Reproduce word for word the lines of the material below, beginning with the line that contains "Segment each <instance>" and continuing through the line that contains "box: [102, 1, 545, 429]", with both of those lines included.
───── Material supplied ─────
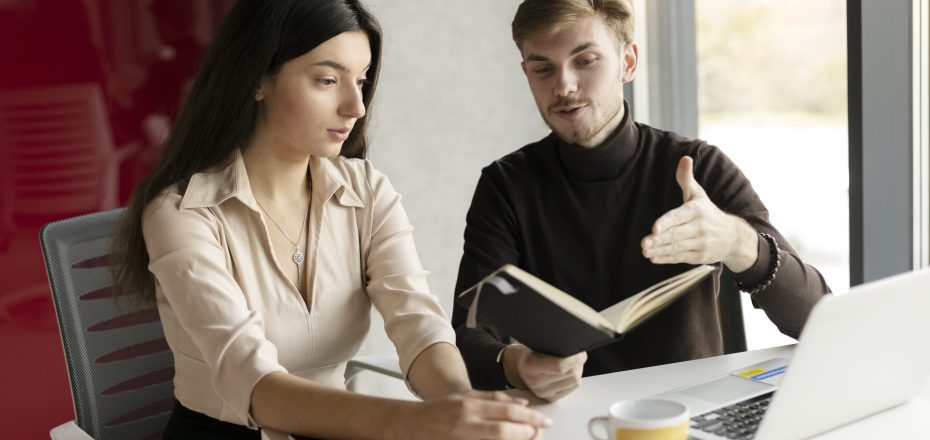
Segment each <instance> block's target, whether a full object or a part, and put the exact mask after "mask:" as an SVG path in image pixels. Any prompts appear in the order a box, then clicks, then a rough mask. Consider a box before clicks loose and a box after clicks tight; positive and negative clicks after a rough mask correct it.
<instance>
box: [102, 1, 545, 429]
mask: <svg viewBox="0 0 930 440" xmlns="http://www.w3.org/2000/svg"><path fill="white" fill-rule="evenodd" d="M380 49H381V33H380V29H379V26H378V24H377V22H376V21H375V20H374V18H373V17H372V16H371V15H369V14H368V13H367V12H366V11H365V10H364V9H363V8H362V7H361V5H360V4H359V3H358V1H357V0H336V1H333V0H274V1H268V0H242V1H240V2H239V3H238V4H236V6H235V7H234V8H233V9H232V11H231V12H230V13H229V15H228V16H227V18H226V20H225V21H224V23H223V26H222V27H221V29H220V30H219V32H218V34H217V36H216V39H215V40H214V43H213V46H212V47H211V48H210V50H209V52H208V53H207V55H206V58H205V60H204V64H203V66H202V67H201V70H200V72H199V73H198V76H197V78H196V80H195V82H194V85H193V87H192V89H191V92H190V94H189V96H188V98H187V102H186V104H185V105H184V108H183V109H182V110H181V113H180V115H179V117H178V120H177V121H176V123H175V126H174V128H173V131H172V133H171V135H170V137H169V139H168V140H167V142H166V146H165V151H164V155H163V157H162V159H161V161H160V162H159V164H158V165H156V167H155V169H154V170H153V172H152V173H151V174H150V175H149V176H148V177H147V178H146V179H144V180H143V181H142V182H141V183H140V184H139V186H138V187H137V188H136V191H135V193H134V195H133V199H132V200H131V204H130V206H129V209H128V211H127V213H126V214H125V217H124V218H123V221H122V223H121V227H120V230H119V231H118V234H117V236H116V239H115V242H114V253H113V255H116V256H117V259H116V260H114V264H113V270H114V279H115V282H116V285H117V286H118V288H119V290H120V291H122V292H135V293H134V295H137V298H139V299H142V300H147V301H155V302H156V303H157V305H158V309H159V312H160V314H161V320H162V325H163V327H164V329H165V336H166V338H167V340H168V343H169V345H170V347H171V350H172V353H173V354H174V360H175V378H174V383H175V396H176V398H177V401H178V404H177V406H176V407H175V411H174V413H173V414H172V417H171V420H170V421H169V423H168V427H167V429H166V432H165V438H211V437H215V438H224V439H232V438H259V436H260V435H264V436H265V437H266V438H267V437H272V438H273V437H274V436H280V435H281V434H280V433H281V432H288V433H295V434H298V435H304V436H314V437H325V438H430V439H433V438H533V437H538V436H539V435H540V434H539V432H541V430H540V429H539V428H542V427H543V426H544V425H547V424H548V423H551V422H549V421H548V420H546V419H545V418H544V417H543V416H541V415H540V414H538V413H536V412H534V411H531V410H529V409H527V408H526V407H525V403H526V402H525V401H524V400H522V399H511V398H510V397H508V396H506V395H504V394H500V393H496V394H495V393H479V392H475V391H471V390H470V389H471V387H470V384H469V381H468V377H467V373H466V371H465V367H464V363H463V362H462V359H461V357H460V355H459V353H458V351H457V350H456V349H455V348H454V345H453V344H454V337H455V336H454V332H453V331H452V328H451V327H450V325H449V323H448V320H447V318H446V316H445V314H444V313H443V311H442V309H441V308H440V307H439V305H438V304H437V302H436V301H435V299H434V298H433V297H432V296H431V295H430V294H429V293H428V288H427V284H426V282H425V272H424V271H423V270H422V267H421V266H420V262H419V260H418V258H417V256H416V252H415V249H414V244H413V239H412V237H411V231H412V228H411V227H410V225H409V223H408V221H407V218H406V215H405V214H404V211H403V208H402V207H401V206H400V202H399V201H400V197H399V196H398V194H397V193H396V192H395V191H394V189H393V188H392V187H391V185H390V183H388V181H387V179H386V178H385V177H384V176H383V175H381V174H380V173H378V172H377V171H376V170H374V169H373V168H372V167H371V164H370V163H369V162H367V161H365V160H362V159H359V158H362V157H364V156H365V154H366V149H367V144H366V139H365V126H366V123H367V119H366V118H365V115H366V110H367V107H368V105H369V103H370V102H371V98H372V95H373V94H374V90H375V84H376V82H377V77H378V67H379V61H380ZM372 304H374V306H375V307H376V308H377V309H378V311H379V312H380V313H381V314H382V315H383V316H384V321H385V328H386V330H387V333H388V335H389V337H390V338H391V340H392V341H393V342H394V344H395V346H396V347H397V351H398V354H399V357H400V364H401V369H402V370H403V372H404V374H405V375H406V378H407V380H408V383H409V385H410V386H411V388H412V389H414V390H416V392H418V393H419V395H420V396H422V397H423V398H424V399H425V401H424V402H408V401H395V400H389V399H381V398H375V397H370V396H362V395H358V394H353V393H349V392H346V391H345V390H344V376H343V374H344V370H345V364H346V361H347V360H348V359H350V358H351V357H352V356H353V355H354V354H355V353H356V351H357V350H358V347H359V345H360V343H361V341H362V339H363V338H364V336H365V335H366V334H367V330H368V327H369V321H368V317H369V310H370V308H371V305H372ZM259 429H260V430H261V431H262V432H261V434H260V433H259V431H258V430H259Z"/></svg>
─────
───── Material supplied ─────
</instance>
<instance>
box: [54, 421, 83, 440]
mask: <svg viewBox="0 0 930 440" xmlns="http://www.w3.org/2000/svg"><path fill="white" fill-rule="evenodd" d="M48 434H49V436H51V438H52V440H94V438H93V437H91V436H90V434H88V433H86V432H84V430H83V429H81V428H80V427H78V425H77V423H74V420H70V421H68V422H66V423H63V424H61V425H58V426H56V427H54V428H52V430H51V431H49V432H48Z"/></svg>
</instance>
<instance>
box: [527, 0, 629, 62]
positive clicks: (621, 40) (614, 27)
─────
───── Material supplied ─────
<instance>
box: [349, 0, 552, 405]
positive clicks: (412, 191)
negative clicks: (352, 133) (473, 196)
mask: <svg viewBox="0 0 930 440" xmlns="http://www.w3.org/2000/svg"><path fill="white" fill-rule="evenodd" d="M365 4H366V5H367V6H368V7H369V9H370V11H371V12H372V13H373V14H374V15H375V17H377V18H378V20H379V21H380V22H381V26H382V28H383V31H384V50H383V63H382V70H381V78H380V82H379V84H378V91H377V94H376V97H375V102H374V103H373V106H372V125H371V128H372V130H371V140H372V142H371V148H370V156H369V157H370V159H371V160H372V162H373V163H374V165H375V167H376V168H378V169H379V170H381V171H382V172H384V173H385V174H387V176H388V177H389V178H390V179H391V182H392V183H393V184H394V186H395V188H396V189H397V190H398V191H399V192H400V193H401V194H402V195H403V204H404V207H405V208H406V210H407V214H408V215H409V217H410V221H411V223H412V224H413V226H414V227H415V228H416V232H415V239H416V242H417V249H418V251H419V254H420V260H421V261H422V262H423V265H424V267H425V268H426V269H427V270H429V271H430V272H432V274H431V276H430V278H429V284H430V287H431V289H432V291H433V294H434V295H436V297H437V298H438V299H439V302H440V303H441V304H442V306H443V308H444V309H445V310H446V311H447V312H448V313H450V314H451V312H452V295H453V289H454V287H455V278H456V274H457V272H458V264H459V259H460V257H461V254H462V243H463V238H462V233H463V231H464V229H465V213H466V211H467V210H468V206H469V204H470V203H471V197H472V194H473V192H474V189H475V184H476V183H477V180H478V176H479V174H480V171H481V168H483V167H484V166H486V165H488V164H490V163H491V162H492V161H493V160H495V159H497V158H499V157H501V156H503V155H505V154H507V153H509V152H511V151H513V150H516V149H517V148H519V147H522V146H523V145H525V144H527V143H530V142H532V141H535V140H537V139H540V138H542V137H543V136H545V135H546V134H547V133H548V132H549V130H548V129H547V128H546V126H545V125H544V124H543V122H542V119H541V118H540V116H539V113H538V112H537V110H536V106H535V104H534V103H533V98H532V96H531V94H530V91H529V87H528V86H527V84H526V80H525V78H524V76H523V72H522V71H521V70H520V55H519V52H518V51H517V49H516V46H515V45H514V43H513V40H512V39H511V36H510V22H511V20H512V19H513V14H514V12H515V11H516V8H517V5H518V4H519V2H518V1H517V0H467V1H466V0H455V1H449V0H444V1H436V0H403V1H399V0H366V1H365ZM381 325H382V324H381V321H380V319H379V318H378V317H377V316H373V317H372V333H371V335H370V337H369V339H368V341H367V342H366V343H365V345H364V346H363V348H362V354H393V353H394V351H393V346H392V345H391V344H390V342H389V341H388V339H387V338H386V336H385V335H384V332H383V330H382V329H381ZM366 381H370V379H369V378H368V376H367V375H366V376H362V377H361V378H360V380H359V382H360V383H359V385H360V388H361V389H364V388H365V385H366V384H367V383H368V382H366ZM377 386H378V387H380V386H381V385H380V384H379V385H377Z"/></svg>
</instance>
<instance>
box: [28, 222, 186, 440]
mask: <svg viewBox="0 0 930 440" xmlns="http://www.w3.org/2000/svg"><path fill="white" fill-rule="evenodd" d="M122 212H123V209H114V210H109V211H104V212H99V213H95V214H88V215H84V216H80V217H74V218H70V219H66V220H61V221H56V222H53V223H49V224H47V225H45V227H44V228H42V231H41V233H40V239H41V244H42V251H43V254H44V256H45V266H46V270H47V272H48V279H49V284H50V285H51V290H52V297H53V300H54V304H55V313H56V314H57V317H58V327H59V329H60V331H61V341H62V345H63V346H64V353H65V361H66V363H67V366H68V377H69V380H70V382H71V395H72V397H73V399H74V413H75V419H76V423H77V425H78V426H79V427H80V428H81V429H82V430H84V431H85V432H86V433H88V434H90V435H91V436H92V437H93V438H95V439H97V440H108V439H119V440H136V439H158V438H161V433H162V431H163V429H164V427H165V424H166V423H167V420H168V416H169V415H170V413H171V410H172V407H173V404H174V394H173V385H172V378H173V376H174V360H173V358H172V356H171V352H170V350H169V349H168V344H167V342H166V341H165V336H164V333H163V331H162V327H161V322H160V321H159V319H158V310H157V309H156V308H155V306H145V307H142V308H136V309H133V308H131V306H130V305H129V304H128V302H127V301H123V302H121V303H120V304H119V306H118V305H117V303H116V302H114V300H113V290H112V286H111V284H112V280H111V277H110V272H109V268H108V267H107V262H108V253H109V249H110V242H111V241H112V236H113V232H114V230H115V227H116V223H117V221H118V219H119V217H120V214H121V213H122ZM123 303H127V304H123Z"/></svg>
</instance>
─────
* _Task response_
Segment each <instance> block's target, whether a full object or a part, and put the exact mask after "mask:" as an SVG path in image pixels. Any prompts appear in the order a box, then clicks, then a rough mask. Consider a box before clicks loose and a box after clicks tight; positive and negative clicks after a rough mask correct it.
<instance>
box: [102, 1, 545, 429]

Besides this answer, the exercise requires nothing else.